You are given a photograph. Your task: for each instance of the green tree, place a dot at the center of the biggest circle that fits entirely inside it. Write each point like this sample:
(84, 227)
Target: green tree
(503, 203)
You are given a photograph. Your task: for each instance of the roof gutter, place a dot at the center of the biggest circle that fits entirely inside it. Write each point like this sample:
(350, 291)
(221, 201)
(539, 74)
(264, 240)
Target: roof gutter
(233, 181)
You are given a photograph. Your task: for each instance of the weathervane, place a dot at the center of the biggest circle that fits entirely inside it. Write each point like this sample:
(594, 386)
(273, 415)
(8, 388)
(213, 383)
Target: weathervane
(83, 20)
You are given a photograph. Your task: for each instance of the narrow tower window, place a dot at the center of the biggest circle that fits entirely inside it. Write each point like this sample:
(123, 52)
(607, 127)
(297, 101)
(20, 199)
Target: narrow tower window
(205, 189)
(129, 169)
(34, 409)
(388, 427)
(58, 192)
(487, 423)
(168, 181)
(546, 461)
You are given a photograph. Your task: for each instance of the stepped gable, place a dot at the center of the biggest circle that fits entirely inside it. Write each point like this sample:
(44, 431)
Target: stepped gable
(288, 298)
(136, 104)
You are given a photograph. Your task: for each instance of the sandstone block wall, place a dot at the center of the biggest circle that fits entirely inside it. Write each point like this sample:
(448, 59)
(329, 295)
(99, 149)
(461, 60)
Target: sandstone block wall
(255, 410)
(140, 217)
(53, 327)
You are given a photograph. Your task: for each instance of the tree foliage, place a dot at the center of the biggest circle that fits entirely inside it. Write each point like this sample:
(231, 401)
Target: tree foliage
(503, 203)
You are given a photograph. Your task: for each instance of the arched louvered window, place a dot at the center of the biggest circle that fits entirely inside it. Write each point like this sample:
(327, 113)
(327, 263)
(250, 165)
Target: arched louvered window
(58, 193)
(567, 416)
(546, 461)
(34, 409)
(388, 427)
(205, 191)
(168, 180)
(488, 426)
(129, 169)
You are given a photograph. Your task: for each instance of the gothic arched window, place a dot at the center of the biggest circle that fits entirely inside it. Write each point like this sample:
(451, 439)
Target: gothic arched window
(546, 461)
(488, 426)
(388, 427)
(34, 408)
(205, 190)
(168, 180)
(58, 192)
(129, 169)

Set task -
Rewrite all of the material above as a numbered list with one line per item, leaving out any blank lines.

Response to this task -
1. You are given a photograph. Your task: for each instance of the green tree, place a dot at the center of the biggest circle that fits entirely inside it. Write each point like this sample:
2. (84, 227)
3. Target: green tree
4. (503, 203)
5. You are given a photograph. Your task: for each instance of the roof gutter, place a dot at the center of the biggest circle that fits entirely inside it. Write each point like this sample:
6. (350, 291)
7. (221, 201)
8. (539, 74)
9. (264, 240)
10. Target: roof gutter
11. (233, 181)
12. You are given a photograph. Your task: for each instance of the weathervane, place a dot at the center of the biggest circle that fits entirely inside it. Write each point like this sample:
13. (594, 386)
14. (273, 415)
15. (8, 388)
16. (213, 383)
17. Target: weathervane
18. (83, 20)
19. You are given a photograph. Your task: for each instance of the narrow tower window, place a dot at the center of the biggest circle that fits entirely inside it. Write each point like this sample:
20. (123, 52)
21. (607, 127)
22. (297, 101)
23. (20, 199)
24. Target: narrow tower window
25. (205, 189)
26. (129, 169)
27. (34, 409)
28. (388, 427)
29. (58, 192)
30. (487, 423)
31. (168, 181)
32. (546, 461)
33. You are given a photograph. Your task: for each instance of the stepped gable, place a dot at the center of the biggest circle that fits entirely inside it. Write each point like this sample:
34. (44, 431)
35. Target: stepped gable
36. (288, 298)
37. (136, 104)
38. You are given a photograph. Your task: for each instance of the sandstone block wall, place a dot at the center of the biggest circle that fits entirely inside it. Write each point like this sample:
39. (448, 59)
40. (329, 295)
41. (99, 149)
42. (461, 60)
43. Target: sandstone block wall
44. (255, 410)
45. (140, 217)
46. (53, 327)
47. You are given a photograph. Your task: for each instance of the tree foliage, place a dot at the center of the biggest circle that fits entirely inside it. Write each point like this sample:
48. (231, 401)
49. Target: tree foliage
50. (503, 203)
51. You are given a photograph. Your task: for each instance of the arched louvered window, place a dot at the center of the biggest circle that fits entirely inside it. Write each point like this sample:
52. (327, 113)
53. (327, 263)
54. (250, 165)
55. Target: arched louvered window
56. (58, 193)
57. (567, 416)
58. (546, 461)
59. (34, 409)
60. (388, 427)
61. (205, 191)
62. (168, 180)
63. (488, 426)
64. (129, 169)
65. You are given a photograph. Your task: for each instance of the gothic arched window, place a dot at the center of the biggest circle that fits entirely inside it. Write each point like this sample:
66. (451, 439)
67. Target: gothic arched window
68. (546, 461)
69. (488, 426)
70. (388, 427)
71. (34, 408)
72. (205, 190)
73. (168, 180)
74. (58, 192)
75. (129, 169)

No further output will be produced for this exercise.